Source excerpt ->
━━━
Decentralized Voting

May 14, 2023

The World of Decentralized Voting

Just like traditional organizations, decisions within decentralized organizations need to be made for things to get accomplished. Without a central authority however, this can present a challenge: DAOs need to gather feedback from the community in order to reach consensus on the best path forward. Gathering input from a community of thousands is a challenge, but one that decentralized communities have created a plethora of solutions for. Today in this article, we will explore (at a high level) a number of voting mechanisms utilized by DAOs to arrive at amicable outcomes across the community, each with their own benefits and drawbacks.

The OG: Simple Token-Based Voting

The most basic voting scheme for a DAO is intuitive - most DAOs have governance tokens, someone puts up a decision to be voted on, whichever decision receives the most votes is the one that moves forward. So simple you probably remember doing this in grade school when your teacher would ask you to "raise your hand if... ". Unfortunately simplicity comes at a cost, in this case being an extremely serious one: minority decision-making. 

Take a scenario where you run a 10,000-memberDAO with 1,000,000 tokens issued - one of your members (who holds 100,000 tokens) puts up a vote to withdraw $100,000 from the treasury to buy a new car. Your DAO requires votes to run for 24 hours, so he launches this vote at 2am on the day of a major public holiday. The vote concludes, and only 50 smaller wallets have voted - 100,000 tokens in favor and 8,000 tokens against. Under simple Token-Based Voting, this passes and the DAO would be required to send this individual $100,000.

This example highlights a number of problemseach of the following voting mechanisms seek to address, mainly:

  • Voter Turn-out (should 0.1% of the population be able to make decisions? 0.5%? 5%? etc)
  • Timeframe to Vote (is 24 hours enough time for the DAO to consider a proposal? 72 hours? one week? etc)
  • Centralized Voter Power (if one member holds 10% of the tokens, do decisions truly reflect the community or personal interests?)
  • Acceptable Request Screening (can members post proposals to "sack the treasury"? Who decides what is acceptable?)

So what are the alternatives that address these problems?

The Standard: Token-Based Quorum Voting

The most common variation of the simple token-based variety above, Quorum voting seeks to set baseline expectations across a number of the problems highlighted above to alleviate those concerns while still remaining simple and easy to understand. This differs from simple voting in one key way: Minimum Voter Turnout Requirements.
━━━
Request ->
Return, word for word, the stretch of the decentralized voting article that opens with the words containing "May 14, 2023" and closes with "benefits and drawbacks.".
━━━
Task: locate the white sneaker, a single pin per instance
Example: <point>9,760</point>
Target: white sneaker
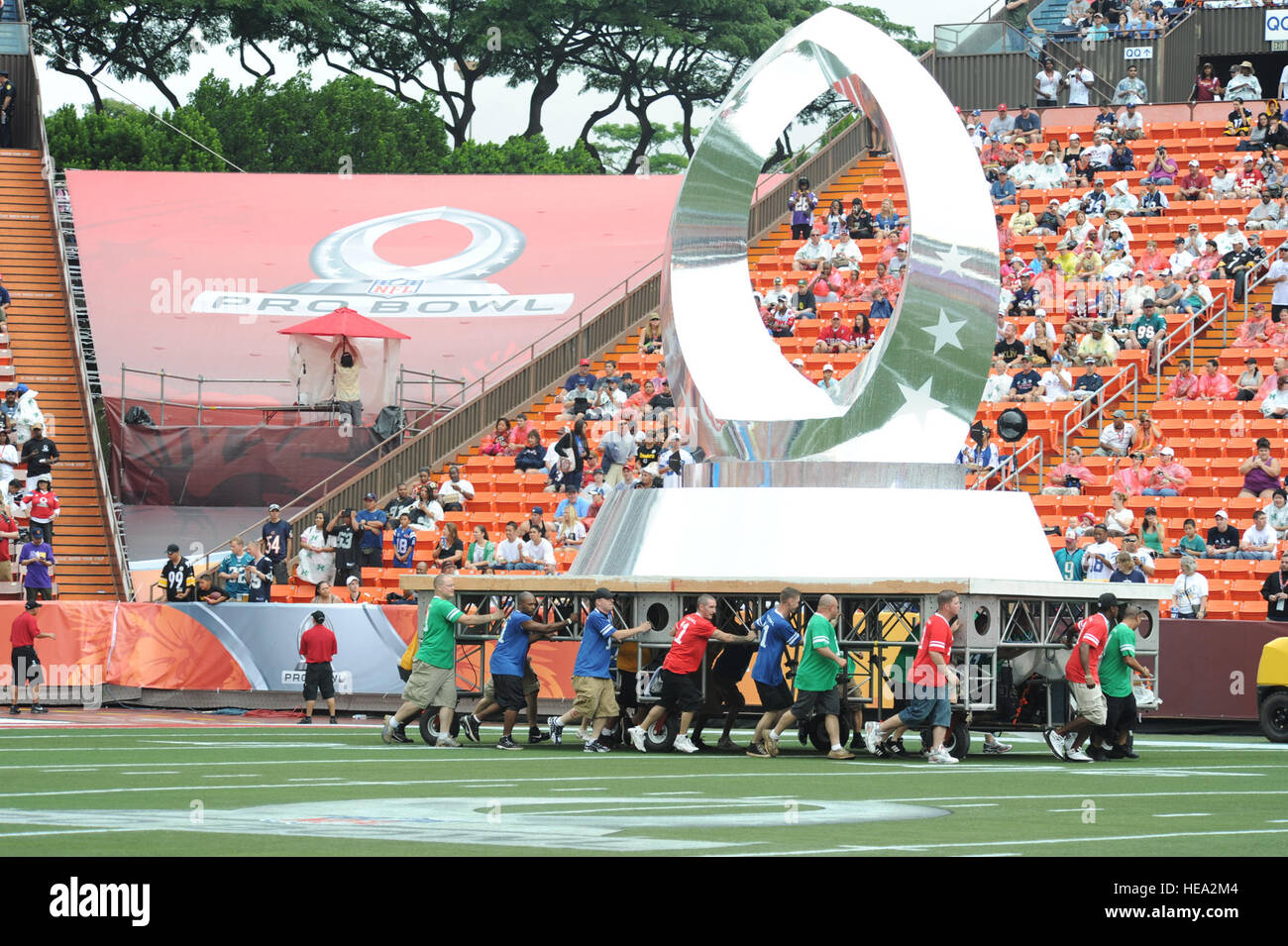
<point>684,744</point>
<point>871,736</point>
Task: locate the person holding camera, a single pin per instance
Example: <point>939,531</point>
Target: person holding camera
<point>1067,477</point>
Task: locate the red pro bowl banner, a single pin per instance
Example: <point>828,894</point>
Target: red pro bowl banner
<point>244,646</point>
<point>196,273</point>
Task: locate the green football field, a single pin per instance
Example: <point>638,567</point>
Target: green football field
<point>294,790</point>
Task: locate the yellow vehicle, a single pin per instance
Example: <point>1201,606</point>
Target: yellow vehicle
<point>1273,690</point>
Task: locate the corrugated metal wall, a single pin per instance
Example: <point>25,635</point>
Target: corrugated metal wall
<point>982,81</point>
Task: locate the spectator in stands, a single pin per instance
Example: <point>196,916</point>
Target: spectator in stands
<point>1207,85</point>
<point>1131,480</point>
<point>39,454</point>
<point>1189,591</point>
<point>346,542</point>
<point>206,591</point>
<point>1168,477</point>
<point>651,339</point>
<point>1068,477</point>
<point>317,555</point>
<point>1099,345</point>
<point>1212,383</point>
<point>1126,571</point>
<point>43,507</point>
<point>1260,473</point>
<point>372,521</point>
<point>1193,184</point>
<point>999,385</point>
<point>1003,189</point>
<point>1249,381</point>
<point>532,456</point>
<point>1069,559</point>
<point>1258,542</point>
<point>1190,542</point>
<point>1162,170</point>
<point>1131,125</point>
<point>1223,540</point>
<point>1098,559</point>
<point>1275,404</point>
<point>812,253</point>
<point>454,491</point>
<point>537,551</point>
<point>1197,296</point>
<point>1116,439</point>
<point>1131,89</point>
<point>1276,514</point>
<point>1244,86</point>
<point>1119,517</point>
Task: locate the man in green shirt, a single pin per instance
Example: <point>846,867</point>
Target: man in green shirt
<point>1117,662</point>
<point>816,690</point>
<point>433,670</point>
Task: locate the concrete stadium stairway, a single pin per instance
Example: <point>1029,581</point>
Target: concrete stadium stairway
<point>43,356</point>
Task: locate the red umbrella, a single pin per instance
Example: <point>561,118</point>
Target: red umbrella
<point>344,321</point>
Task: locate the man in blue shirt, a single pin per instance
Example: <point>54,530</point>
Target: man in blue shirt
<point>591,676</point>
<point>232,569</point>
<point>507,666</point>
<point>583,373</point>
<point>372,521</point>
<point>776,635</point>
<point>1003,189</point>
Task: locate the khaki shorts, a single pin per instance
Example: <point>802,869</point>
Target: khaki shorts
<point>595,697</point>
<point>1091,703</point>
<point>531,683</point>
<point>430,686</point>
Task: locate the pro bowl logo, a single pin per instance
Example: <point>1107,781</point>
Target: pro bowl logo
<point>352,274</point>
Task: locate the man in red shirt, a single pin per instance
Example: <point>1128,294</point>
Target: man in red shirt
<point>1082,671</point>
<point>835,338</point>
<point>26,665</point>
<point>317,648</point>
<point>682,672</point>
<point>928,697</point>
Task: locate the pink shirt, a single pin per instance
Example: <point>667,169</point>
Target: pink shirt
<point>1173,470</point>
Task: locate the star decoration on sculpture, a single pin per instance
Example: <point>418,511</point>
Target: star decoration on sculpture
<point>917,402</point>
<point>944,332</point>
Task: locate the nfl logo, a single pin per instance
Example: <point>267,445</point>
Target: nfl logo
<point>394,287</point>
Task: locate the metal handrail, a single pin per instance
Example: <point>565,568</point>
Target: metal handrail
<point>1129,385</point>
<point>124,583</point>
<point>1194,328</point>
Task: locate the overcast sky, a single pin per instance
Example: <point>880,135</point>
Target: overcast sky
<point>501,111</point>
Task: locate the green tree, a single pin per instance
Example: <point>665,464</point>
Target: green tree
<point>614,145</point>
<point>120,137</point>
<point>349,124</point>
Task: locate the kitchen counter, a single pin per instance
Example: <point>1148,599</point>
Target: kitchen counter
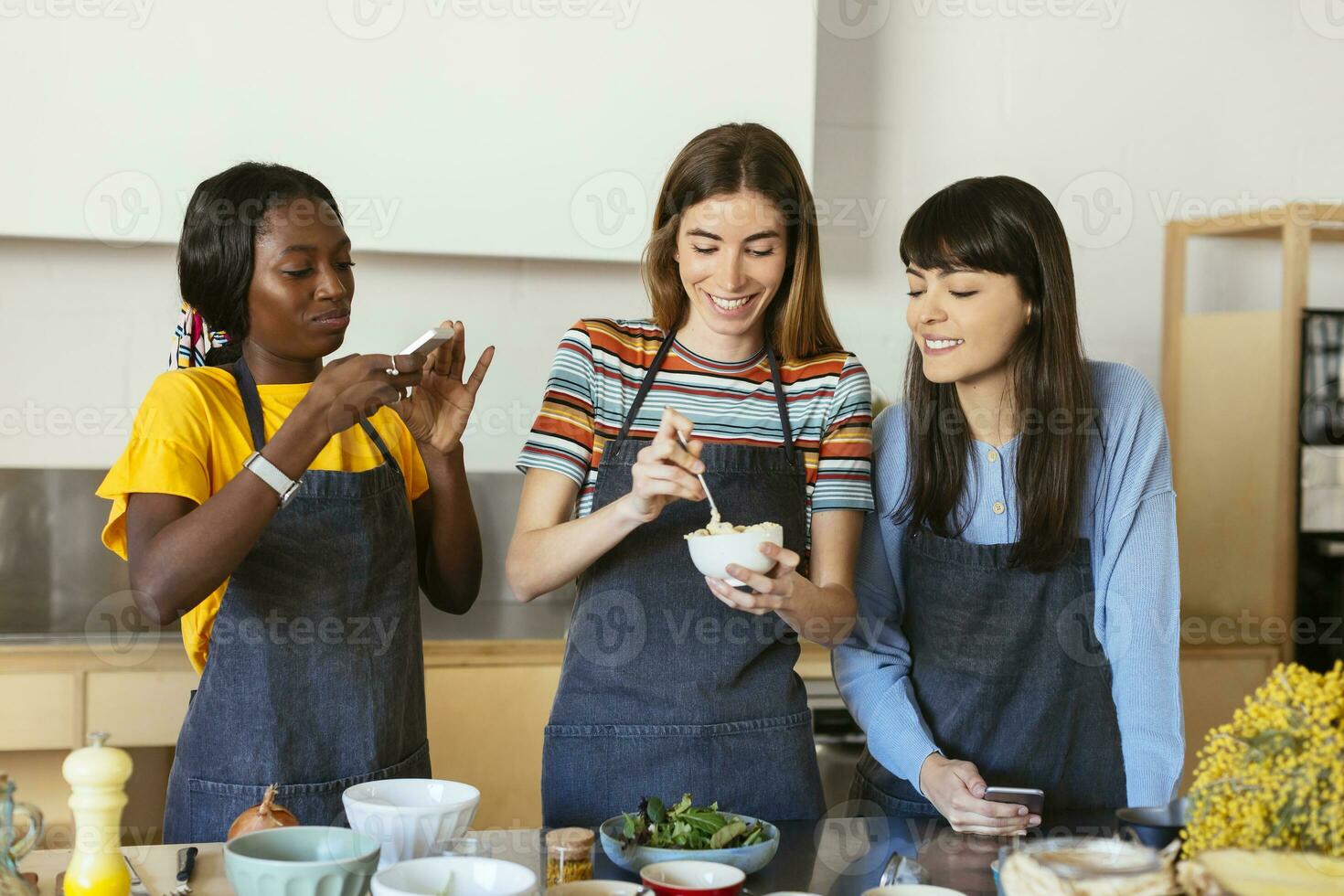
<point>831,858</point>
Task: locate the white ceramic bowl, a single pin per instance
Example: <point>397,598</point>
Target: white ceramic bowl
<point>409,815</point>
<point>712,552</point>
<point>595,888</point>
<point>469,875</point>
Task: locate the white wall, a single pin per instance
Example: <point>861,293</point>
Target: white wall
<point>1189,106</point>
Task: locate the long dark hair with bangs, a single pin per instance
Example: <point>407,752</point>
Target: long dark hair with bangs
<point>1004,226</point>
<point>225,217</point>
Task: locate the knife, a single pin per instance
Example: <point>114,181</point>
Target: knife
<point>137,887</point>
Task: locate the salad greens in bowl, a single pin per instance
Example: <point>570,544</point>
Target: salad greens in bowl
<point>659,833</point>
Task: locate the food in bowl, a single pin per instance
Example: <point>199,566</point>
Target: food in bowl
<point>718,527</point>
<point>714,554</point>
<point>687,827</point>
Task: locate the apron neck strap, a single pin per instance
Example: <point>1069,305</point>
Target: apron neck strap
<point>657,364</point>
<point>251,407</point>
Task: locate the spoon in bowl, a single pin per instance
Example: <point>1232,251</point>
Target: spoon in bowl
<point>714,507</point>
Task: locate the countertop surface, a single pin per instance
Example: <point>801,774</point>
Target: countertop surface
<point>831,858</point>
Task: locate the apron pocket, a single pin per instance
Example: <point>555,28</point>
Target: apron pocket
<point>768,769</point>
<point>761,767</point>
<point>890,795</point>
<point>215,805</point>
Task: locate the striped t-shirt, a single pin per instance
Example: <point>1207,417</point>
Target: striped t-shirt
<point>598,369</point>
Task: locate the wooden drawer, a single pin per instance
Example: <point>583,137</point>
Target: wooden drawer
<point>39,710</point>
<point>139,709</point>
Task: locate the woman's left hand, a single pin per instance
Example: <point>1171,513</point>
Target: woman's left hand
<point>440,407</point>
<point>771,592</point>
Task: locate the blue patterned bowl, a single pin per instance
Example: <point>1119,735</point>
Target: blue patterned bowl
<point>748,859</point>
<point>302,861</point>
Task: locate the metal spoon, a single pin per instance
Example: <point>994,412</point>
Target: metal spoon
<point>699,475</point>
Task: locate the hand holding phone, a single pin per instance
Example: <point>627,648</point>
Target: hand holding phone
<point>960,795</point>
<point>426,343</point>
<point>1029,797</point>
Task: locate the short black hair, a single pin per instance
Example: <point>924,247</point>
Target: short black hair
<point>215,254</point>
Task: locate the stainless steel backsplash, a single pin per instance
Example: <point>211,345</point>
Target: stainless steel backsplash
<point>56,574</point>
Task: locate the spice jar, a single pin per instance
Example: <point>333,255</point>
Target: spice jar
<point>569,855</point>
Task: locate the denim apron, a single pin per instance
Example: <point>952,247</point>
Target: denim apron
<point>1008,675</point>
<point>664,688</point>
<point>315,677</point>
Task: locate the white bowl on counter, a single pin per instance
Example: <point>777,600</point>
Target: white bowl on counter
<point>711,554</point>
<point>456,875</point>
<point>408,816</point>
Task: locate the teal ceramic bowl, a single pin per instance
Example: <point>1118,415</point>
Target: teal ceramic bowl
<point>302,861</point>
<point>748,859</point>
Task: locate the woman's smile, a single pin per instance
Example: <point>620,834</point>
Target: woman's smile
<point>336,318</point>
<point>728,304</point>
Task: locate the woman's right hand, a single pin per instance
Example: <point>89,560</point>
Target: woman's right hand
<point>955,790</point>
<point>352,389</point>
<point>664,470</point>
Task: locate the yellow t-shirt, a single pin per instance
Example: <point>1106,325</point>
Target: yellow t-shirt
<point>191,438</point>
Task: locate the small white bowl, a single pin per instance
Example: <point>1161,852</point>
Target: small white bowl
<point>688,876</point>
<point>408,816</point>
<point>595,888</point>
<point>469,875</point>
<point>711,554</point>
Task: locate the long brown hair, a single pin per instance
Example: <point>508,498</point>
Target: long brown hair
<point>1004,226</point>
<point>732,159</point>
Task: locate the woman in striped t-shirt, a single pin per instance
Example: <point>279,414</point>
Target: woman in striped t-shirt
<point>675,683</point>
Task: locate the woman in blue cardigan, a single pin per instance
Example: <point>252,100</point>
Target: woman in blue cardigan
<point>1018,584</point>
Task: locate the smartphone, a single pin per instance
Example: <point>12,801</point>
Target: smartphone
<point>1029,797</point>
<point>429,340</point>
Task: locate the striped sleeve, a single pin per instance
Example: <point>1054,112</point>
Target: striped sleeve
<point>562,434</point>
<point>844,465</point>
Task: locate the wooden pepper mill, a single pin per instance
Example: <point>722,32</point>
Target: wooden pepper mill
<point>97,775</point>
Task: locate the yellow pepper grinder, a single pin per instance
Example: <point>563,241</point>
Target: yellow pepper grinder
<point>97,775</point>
━━━
Task result ->
May 14, 2023

The World of Decentralized Voting

Just like traditional organizations, decisions within decentralized organizations need to be made for things to get accomplished. Without a central authority however, this can present a challenge: DAOs need to gather feedback from the community in order to reach consensus on the best path forward. Gathering input from a community of thousands is a challenge, but one that decentralized communities have created a plethora of solutions for. Today in this article, we will explore (at a high level) a number of voting mechanisms utilized by DAOs to arrive at amicable outcomes across the community, each with their own benefits and drawbacks.